DIRECTIVE 1
In the mid-November news post, what word count has the author still not reached halfway through?

ARTICLE
────────────────────────────────────────

Mid-November News

Yes, we’re there, at this time of year where hundreds of thousands of established or aspiring authors are immersed in their next projects for a whole month of intense writing.

I’m participating for the first time, and after debating with myself about the different options I had—one of which being to finish drafting Phoenix’s sequel—I decided to go with the lyrical “Caribbean misadventure” where two high school friends have to deal with the turmoil of first love and self-identity and devastation as they find themselves emotionally and physically trapped in the midst of family crises and a hurricane.

While I started off rather well, above the targeted average words per day for the few first days, I had to go back to two early chapters as the story took a different turn. As it had happened to me before in another piece of writing, my characters took over and laughed out loud at my outline. So although you’re not supposed to edit and just keep going, I lost some time reworking the new outline, but I think it will be for the best in the long run. It is more logical, anyway—Thanks, Marion and Dannick! (Lead characters’ working names) Halfway through, I still haven’t yet reached 20,000 words, but I know I sometimes work like a diesel engine—I know absolutely nothing about mechanics, I’ve just heard that diesel engines are sometimes longer to warm, but when they get going, they’re on a roll.

────────────────────────────────────────

ENTRIES SHOWN
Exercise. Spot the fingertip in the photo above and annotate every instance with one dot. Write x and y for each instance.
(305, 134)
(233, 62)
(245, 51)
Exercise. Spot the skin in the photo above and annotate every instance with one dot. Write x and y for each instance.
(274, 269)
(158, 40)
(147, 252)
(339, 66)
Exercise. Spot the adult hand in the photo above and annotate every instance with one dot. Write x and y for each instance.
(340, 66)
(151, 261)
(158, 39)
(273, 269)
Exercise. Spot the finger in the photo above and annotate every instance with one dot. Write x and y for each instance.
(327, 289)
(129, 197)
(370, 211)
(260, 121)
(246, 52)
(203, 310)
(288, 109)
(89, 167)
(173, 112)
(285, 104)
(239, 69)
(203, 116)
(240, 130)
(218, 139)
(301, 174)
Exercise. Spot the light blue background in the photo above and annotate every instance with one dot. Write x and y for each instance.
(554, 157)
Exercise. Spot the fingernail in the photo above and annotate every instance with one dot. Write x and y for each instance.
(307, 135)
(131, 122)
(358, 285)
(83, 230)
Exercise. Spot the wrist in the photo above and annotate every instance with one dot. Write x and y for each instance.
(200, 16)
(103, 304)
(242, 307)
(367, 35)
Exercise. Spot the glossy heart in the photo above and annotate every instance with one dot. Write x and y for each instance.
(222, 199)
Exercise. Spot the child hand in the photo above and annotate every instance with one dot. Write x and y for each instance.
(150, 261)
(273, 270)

────────────────────────────────────────

DIRECTIVE 2
Rewrite the records from the line containing "Exercise. Spot the glossy" through the end of the records, keeping the requests, and add -57 to every coordinate in the answers.

EXERCISE ANSWER 1
The author has not yet reached 20,000 words.

EXERCISE ANSWER 2
Exercise. Spot the glossy heart in the photo above and annotate every instance with one dot. Write x and y for each instance.
(165, 142)
Exercise. Spot the child hand in the photo above and annotate every instance with one dot. Write x and y for each instance.
(93, 204)
(216, 213)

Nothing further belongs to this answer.